Segment Start: Supplied records

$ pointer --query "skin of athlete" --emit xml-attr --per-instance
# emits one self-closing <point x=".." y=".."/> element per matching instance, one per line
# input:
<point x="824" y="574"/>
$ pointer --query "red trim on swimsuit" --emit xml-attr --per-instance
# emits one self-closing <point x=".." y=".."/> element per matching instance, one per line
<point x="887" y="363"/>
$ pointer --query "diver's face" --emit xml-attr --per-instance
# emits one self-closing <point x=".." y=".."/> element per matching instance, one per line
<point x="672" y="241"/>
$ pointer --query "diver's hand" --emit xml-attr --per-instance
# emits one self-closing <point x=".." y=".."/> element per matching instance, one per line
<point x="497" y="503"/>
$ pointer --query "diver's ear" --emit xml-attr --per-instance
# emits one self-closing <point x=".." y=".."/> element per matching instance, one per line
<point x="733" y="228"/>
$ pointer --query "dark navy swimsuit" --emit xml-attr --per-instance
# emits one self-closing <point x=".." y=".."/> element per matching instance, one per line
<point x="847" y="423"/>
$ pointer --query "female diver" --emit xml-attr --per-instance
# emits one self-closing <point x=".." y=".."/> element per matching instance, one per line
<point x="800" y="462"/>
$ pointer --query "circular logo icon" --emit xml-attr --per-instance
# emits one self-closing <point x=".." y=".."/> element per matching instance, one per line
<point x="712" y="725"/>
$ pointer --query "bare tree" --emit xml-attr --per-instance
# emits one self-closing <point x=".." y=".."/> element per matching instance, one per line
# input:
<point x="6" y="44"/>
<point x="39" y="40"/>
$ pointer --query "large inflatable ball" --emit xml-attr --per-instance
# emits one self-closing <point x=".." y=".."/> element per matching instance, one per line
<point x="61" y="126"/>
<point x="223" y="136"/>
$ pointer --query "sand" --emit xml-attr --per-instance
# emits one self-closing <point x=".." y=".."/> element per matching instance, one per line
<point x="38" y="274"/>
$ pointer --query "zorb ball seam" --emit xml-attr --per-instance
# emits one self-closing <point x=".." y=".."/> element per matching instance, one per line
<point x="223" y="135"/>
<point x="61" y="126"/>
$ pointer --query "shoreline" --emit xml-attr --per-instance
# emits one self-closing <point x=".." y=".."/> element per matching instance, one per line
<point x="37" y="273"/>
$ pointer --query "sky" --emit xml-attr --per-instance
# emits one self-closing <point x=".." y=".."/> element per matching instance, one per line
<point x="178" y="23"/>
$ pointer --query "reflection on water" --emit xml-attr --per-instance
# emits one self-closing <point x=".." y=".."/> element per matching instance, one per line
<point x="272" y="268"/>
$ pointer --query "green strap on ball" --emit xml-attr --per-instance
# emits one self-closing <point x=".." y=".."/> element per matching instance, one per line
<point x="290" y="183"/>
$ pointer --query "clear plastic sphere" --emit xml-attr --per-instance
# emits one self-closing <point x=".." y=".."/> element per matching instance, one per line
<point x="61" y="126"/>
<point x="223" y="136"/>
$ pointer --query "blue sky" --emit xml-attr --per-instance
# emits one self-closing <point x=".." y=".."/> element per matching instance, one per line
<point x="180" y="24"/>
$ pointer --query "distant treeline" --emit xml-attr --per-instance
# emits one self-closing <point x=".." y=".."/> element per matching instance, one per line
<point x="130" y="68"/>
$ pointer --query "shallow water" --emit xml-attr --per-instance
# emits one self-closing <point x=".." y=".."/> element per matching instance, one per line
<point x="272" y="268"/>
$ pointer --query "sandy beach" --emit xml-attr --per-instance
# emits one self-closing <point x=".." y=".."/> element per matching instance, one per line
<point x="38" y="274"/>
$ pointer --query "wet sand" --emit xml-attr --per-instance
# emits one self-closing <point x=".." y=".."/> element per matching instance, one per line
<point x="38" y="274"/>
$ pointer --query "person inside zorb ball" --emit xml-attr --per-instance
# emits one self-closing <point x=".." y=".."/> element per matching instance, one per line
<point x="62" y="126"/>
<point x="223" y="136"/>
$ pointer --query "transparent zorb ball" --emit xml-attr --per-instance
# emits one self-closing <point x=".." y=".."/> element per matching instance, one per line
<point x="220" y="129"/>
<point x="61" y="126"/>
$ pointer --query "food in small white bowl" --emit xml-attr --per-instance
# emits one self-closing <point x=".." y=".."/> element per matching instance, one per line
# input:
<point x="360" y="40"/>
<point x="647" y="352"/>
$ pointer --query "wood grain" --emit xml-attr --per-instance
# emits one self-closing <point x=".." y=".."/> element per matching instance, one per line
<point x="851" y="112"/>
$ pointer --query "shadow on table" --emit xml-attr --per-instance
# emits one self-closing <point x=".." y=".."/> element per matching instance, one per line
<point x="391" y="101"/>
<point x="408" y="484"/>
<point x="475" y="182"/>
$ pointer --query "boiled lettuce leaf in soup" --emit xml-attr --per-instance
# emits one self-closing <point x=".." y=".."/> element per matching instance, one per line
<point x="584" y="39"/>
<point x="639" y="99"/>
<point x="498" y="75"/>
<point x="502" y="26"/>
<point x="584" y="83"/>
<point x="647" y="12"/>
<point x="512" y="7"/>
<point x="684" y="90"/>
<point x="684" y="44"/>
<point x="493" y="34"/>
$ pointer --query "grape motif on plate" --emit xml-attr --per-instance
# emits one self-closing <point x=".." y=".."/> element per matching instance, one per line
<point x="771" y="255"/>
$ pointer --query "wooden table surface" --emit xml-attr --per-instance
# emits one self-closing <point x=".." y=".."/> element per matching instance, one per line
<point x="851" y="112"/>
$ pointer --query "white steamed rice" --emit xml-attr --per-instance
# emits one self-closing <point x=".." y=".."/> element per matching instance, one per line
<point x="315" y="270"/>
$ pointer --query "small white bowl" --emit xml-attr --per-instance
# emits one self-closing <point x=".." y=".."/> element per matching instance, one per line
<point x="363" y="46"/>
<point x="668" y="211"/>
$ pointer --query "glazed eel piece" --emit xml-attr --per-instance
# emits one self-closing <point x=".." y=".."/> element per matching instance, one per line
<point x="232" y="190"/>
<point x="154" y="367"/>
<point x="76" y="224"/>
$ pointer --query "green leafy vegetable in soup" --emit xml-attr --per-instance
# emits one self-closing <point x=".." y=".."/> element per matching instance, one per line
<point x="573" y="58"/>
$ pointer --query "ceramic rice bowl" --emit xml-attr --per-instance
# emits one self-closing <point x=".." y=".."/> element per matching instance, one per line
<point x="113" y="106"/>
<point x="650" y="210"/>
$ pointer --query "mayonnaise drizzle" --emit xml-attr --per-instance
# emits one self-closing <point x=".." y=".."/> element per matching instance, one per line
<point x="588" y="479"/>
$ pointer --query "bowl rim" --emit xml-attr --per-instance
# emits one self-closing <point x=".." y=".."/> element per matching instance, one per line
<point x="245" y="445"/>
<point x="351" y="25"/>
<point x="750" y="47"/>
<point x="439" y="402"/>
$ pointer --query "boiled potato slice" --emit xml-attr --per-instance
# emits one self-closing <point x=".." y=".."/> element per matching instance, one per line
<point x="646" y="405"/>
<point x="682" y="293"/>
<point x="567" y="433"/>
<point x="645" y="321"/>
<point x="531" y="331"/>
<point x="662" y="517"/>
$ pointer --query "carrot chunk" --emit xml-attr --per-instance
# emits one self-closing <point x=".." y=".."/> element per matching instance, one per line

Segment End: Supplied records

Please give the listing again exactly, line for line.

$ pointer --query "skin of athlete" --emit xml-attr --per-instance
# emits one self-closing <point x=".." y=".."/> element per matching instance, one per line
# input:
<point x="824" y="574"/>
$ pointer --query "red trim on swimsuit" --emit xml-attr --per-instance
# emits one self-closing <point x=".." y=".."/> element per matching instance, one per line
<point x="887" y="363"/>
$ pointer --query "diver's face" --emit xml-attr --per-instance
# emits one self-closing <point x=".." y=".."/> element per matching instance, one per line
<point x="672" y="241"/>
$ pointer --query "diver's hand" --emit xml-attr --per-instance
# emits one self-closing <point x=".." y=".."/> element per matching instance, one per line
<point x="497" y="503"/>
$ pointer --query "diver's ear" --emit xml-attr --per-instance
# emits one self-closing <point x=".." y=".."/> element per matching instance, one per line
<point x="733" y="228"/>
$ pointer --query "dark navy swimsuit" --emit xml-attr --per-instance
# emits one self-closing <point x=".." y=".."/> element per matching instance, one per line
<point x="847" y="423"/>
$ pointer --query "female diver" --emit xml-attr --per-instance
# emits one self-closing <point x=".." y=".."/> element per matching instance, one per line
<point x="800" y="462"/>
$ pointer --query "circular logo icon" --emit xml-attr --per-instance
# emits one self-closing <point x=".." y=".."/> element per matching instance, one per line
<point x="712" y="725"/>
$ pointer --query "bare tree" --emit xml-attr --per-instance
# emits one self-closing <point x=".." y=".."/> element per matching instance, one per line
# input:
<point x="6" y="44"/>
<point x="39" y="40"/>
$ pointer --query "large inflatable ball" --emit xml-attr --per-instance
# emits one self-closing <point x=".." y=".."/> element per matching instance, one per line
<point x="61" y="126"/>
<point x="223" y="136"/>
$ pointer --query "sand" --emit xml-attr --per-instance
# emits one self-closing <point x=".." y=".."/> element per matching instance, one per line
<point x="38" y="274"/>
$ pointer --query "zorb ball seam" --emit xml-attr --per-instance
# emits one self-closing <point x=".." y=".."/> element per matching instance, one per line
<point x="223" y="135"/>
<point x="61" y="126"/>
$ pointer --query "shoreline" --emit xml-attr --per-instance
# emits one self-closing <point x=".." y=".."/> element per matching instance, one per line
<point x="37" y="273"/>
$ pointer --query "sky" --emit xml-attr --per-instance
# emits one self-closing <point x=".." y=".."/> element per matching instance, one per line
<point x="178" y="23"/>
$ pointer --query "reflection on water" --emit xml-attr --per-instance
# emits one self-closing <point x=".." y=".."/> element per matching instance, one per line
<point x="272" y="268"/>
$ pointer --query "green strap on ball" --emit xml-attr --per-instance
# emits one self-closing <point x=".." y=".."/> element per matching instance, one per line
<point x="290" y="183"/>
$ pointer --query "clear plastic sphere" --emit xml-attr --per-instance
# emits one self-closing <point x=".." y=".."/> element per matching instance, one per line
<point x="61" y="126"/>
<point x="223" y="136"/>
$ pointer --query "blue sky" --emit xml-attr --per-instance
# emits one self-closing <point x=".." y=".."/> element per matching instance, one per line
<point x="180" y="24"/>
$ pointer --query "distant treeline" --emit xml-attr --per-instance
# emits one self-closing <point x=".." y=".."/> element per matching instance, one per line
<point x="130" y="68"/>
$ pointer --query "shallow water" --emit xml-attr --per-instance
# emits one self-closing <point x=".." y=".."/> element per matching instance, one per line
<point x="272" y="268"/>
$ pointer --query "sandy beach" --emit xml-attr --per-instance
# emits one self-closing <point x=".." y=".."/> element per matching instance, one per line
<point x="38" y="274"/>
$ pointer --query "wet sand" --emit xml-attr --per-instance
# emits one self-closing <point x=".." y=".."/> element per matching instance, one per line
<point x="38" y="274"/>
$ pointer --query "person inside zorb ball" --emit xml-attr --per-instance
# emits one self-closing <point x=".." y=".."/> element per matching instance, one per line
<point x="62" y="126"/>
<point x="223" y="136"/>
$ pointer --query "transparent zorb ball" --emit xml-attr --per-instance
# emits one self-closing <point x=".." y=".."/> element per matching instance, one per line
<point x="220" y="129"/>
<point x="61" y="126"/>
$ pointer --query "food in small white bowl" --emit xml-attr --per-instance
# emits one self-closing <point x=".." y=".."/> element per matching instance, one per line
# input:
<point x="360" y="40"/>
<point x="647" y="352"/>
$ pointer --query "wood grain" --emit xml-attr --per-instance
# emits one self-closing <point x=".." y=".."/> element per matching instance, one per line
<point x="851" y="112"/>
$ pointer --query "shadow on table" --emit xml-attr --per-instance
# emits one self-closing <point x=".." y=".."/> element per matching instance, one per line
<point x="391" y="101"/>
<point x="408" y="484"/>
<point x="475" y="182"/>
$ pointer --query "boiled lettuce leaf in soup" --emit xml-attr --per-instance
# emits one self-closing <point x=".." y=".."/> element per matching instance, one per line
<point x="584" y="39"/>
<point x="639" y="99"/>
<point x="498" y="75"/>
<point x="502" y="26"/>
<point x="584" y="83"/>
<point x="647" y="12"/>
<point x="512" y="7"/>
<point x="684" y="90"/>
<point x="684" y="44"/>
<point x="493" y="34"/>
$ pointer --query "grape motif on plate" --emit xml-attr --per-instance
# emits one self-closing <point x=".." y=".."/> element per matching instance, one per line
<point x="771" y="255"/>
$ pointer --query "wooden table surface" --emit xml-attr --per-instance
# emits one self-closing <point x=".." y=".."/> element per matching instance, one per line
<point x="851" y="112"/>
$ pointer --query "white steamed rice" --emit xml-attr --per-instance
# emits one self-closing <point x=".." y=".."/> element per matching instance, one per line
<point x="315" y="270"/>
$ pointer --query "small white bowl" --emit xml-attr --per-instance
# emits one self-closing <point x=".." y=".."/> element per matching instance, one per line
<point x="363" y="46"/>
<point x="668" y="211"/>
$ pointer --query "glazed eel piece" --emit xml-attr --per-instance
# emits one self-closing <point x=".." y=".."/> element per matching instance, one per line
<point x="232" y="190"/>
<point x="154" y="367"/>
<point x="76" y="224"/>
$ pointer --query "green leafy vegetable in soup" --emit xml-attr --per-instance
# emits one self-closing <point x=".." y=".."/> element per matching instance, one per line
<point x="573" y="58"/>
$ pointer --query "ceramic rice bowl" --emit xml-attr --per-instance
# emits one self-closing <point x=".." y=".."/> element per matching instance, one per line
<point x="113" y="106"/>
<point x="650" y="210"/>
$ pointer --query "mayonnaise drizzle" --emit xml-attr --per-instance
# emits one self-closing <point x=".." y=".."/> element per matching instance, one per line
<point x="588" y="479"/>
$ pointer --query "bowl rim" --emit xml-attr --per-instance
# emits one self-closing <point x=".." y=".."/> element per matching instance, one per line
<point x="245" y="445"/>
<point x="351" y="25"/>
<point x="750" y="47"/>
<point x="439" y="402"/>
$ pointer --query "boiled potato slice" --emit xml-attr --per-instance
# emits one self-closing <point x=".." y=".."/> element per matching instance, one per line
<point x="646" y="405"/>
<point x="682" y="293"/>
<point x="567" y="433"/>
<point x="645" y="321"/>
<point x="531" y="331"/>
<point x="662" y="517"/>
$ pointer --query "carrot chunk" --emit xml-attr --per-instance
# emits one self-closing <point x=".." y=".."/> element per matching instance, one per line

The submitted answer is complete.